_PROBLEM:_ Begin at the line containing "Practice step: put a point on each instance of the tanker" and end at the final line of the entries. Please reproduce those lines exactly.

[Data items]
※
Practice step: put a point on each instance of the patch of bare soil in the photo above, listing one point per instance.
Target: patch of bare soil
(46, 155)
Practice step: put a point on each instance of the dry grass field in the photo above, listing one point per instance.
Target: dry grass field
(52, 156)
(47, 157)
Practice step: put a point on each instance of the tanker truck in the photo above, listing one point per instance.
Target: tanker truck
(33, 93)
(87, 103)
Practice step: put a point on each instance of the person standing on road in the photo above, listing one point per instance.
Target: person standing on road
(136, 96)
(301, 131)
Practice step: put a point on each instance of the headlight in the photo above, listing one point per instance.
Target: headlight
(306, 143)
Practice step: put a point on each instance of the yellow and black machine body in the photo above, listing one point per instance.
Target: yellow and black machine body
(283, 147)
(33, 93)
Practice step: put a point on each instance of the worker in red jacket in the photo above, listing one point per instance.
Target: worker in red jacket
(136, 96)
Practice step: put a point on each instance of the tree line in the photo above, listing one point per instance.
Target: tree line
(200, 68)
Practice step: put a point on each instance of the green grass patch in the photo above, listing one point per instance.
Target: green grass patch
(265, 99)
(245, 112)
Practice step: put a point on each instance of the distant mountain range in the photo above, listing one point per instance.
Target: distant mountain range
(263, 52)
※
_ANSWER:_
Practice step: put a point on each instance of the tanker truck in the photo above, listing one point per instance.
Target: tanker truck
(33, 93)
(87, 103)
Practice step: put a point on each instance of the person standing on road in the photo above, listing one point per instance.
Target: person standing on road
(136, 96)
(301, 131)
Practice step: put a point on each instance of the headlight in the photo above, listing one point per instance.
Target: headlight
(306, 143)
Practice step: put a point on each instance of the yellow and black machine body in the photo above, listing one point per instance.
Target: yellow and black machine body
(283, 147)
(33, 93)
Practice step: put a point on each instance of the worker in red jacket in the photo above, listing one point per instance.
Target: worker in red jacket
(136, 96)
Practice step: put a point on each instance of the tree line in the photo above, listing one point per instance.
Target: tree line
(200, 68)
Practice step: put a point on each instance of the green grass patch in the photo above, listing one point per instance.
Target: green grass patch
(265, 99)
(245, 112)
Practice step: put a point on each instance of the distant mountain range in the photo above, listing one point per instance.
Target: distant mountain range
(263, 52)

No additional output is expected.